▸ **Description of the task**
Rewrite the listing below with "thorny branch" swapped for "bare twig", keeping every other character the same.

==== Stored rows ====

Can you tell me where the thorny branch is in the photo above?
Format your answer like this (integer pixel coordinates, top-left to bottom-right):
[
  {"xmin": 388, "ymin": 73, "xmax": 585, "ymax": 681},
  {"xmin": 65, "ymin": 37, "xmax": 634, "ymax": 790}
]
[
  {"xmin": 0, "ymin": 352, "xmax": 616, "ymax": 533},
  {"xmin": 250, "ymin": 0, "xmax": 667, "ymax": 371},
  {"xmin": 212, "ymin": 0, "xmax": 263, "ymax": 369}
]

====

▸ **Task output**
Can you tell me where the bare twig is in the photo above?
Format your answer like this (integer pixel coordinates, top-left to bottom-right):
[
  {"xmin": 388, "ymin": 73, "xmax": 585, "ymax": 681},
  {"xmin": 65, "ymin": 37, "xmax": 634, "ymax": 790}
]
[
  {"xmin": 0, "ymin": 352, "xmax": 616, "ymax": 533},
  {"xmin": 250, "ymin": 0, "xmax": 667, "ymax": 371},
  {"xmin": 212, "ymin": 0, "xmax": 263, "ymax": 369}
]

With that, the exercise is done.